● Task brief:
Please retype all of the data below, word for word.
== Extracted information
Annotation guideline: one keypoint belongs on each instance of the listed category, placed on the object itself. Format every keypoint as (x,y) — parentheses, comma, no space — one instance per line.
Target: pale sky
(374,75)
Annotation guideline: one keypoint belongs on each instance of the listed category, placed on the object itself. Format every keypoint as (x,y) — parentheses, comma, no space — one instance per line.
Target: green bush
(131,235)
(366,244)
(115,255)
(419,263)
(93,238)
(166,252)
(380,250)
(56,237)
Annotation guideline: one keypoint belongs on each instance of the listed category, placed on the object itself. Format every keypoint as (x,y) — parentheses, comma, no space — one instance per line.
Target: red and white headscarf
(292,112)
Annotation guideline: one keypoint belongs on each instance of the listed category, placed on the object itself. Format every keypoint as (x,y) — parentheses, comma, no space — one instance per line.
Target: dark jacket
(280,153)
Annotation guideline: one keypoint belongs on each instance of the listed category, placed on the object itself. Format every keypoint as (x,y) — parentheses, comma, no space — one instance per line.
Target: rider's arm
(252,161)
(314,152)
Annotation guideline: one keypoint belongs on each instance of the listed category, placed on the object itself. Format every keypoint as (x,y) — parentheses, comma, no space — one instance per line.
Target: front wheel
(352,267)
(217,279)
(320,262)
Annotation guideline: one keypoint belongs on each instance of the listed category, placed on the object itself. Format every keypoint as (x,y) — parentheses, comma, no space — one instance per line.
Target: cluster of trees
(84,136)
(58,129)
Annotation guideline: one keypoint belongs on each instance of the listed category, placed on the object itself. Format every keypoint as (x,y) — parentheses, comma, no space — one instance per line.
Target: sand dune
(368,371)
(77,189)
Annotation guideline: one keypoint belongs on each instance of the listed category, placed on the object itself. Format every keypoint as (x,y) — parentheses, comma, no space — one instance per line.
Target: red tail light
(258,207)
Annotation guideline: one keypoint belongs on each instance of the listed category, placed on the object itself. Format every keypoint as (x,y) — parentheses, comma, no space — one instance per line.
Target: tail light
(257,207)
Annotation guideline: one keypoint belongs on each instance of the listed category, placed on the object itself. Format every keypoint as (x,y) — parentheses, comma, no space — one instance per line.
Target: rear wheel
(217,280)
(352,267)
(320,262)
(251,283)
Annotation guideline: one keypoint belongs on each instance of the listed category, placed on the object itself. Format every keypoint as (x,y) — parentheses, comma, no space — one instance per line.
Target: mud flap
====
● Output of the exercise:
Annotation guideline: one keypoint belongs on each instance of the listed category, placed on the object itself. Format every keypoint as (x,y) — parentheses, comma, no space — one instance per line.
Target: pale sky
(374,75)
Annotation guideline: one keypoint belongs on each instance of the listed category, placed on the object itself. Format every keypoint as (x,y) — parentheses, comma, no space — one instance per line.
Target: green bush
(131,235)
(366,244)
(115,255)
(419,263)
(93,238)
(166,252)
(380,250)
(56,237)
Annotation guideline: one keypoint belongs on each instance of the listed category, placed on the object itself. Format every keypoint as (x,y) — parentheses, comma, no space — one instance per line.
Target: red and white headscarf
(292,112)
Annotation guideline: one keypoint belongs on each instance of the listed category, placed on the object itself. Format every keypoint as (x,y) — parentheses, comma, no space — one instance per line.
Target: dark jacket
(280,153)
Annotation guideline: one keypoint belongs on each instance of the listed category, placed on the object itself. Format every keypoint as (x,y) — parentheses, comma, no space — one instance per line.
Target: rider's arm
(252,161)
(314,152)
Annotation guideline: one keypoint belongs on each instance of the listed category, placed on the object itself. Format every keypoint as (x,y) — parentheses, comma, no space — one instance per line.
Target: front wheel
(352,267)
(217,279)
(320,262)
Annotation guideline: one keypoint belongs on each instance of the listed category, placed on the object itself. Format every keypoint as (x,y) — parentheses, comma, no space — one instance per line.
Target: cluster of trees
(84,136)
(58,129)
Annotation guideline: one keypoint belongs on each instance of the listed category, placed on the object itself. Format every keypoint as (x,y) — parentheses, comma, no space — one instance per line.
Target: sand dune
(368,371)
(77,189)
Annotation guideline: one keypoint belongs on each instance of the listed category, placed on the object itself. Format every keypoint as (x,y) — parentheses, comma, no space — one instance per line.
Target: red tail light
(258,207)
Annotation guideline: one keypoint belongs on each instance of the listed category, placed on the object itself. Format every keypoint as (x,y) — parentheses, comma, no space — one instance per line.
Target: tail light
(257,207)
Annotation guideline: one keypoint belongs on each instance of the listed category, placed on the object itself. Format every keypoint as (x,y) — parentheses, comma, no space — one instance per line.
Target: rear wheel
(217,280)
(352,267)
(320,262)
(251,283)
Annotation guideline: one keypoint belongs on each instance of the listed category, placed on the object itself. Format every keypoint as (x,y) — parentheses, comma, no space — one instance per line.
Target: mud flap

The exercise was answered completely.